文書抜粋:
==========

8/29(土)、父の遺骨を散骨してきました。

父が残したメッセージのひとつに「骨は海に撒いてほしい。できれば太平洋に」というものがありました。外洋に出る船に乗って人生の大半を過ごしていた父の最後の願いです。


当日は兄と僕、孫3人で船に乗る予定だったのですが、船着き場で船を目の前にし、船長さんが「もう人数は関係ないから乗っていきなよ!」と言い、結果的に元々(船酔いを危惧して)乗る予定のなかった母妻たちも乗って、家族全員での見送りとなりました。

天気は万全に良く、海も荒れておらず、絶好の散骨日和。港を出て2、30分くらい船は走り(まるでアトラクションのように、ぶわんぶわんと船は滑走しました)、南房総最南端の灯台がある沖あたりの散骨場所へ。


まずは日本酒を海に撒き、そのあと粉にした遺骨を海に撒きます。家族が交代で骨を撒いていきます。合わせて花を撒き、なんだかそれは映画のワンシーンのようでした。

父が望んだこと、自らを海に撒くこと。それが叶った瞬間でした。

母が骨を撒き、兄家族、僕の家族がそれぞれ撒き、皆はそれぞれ何を思ったでしょうか。粉になった父の遺骨を撒くという行為は、いったいどういうものだったのでしょう。

==========

抽出データ:
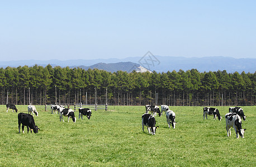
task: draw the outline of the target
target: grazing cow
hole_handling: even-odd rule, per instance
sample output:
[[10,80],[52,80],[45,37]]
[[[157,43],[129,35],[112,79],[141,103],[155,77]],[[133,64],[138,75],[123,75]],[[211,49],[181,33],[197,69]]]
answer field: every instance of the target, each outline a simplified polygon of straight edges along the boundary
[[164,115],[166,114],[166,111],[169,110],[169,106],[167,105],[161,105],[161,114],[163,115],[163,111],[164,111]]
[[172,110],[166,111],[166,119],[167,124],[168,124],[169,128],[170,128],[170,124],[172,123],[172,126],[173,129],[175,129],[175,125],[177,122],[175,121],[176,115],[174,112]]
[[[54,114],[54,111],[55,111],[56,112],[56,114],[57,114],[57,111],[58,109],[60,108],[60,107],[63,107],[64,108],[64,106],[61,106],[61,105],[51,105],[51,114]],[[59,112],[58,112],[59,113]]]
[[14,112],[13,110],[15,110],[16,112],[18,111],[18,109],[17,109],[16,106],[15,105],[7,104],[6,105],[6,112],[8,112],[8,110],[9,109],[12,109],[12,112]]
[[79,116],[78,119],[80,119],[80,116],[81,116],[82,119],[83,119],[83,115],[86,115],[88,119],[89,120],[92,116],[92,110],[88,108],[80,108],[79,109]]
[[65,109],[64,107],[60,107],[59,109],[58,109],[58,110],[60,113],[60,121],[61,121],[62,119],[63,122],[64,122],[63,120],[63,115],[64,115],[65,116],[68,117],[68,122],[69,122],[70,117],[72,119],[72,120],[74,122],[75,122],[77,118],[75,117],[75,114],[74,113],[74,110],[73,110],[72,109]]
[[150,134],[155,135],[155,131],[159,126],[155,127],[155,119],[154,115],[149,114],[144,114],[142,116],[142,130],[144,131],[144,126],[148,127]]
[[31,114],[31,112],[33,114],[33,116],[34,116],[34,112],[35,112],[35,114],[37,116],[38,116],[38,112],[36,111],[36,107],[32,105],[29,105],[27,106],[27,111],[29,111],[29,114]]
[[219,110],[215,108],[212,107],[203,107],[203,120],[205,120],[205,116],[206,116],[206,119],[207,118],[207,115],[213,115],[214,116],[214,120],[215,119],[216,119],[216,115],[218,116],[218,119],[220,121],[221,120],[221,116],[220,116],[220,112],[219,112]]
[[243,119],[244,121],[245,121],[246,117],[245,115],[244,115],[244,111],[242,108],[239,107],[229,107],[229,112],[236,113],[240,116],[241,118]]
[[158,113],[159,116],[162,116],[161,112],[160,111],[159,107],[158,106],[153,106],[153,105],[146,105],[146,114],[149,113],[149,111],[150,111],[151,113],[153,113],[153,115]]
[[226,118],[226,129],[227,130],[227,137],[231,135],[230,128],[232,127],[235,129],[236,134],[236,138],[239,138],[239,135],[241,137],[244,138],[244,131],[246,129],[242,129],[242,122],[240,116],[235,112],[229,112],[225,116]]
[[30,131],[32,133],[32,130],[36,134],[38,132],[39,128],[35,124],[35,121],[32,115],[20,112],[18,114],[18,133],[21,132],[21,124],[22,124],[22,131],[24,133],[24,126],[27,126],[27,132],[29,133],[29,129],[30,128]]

==========

散骨についての文書抜粋で、粉にした遺骨を撒く前に海に撒いたものは何か。

正解: 日本酒。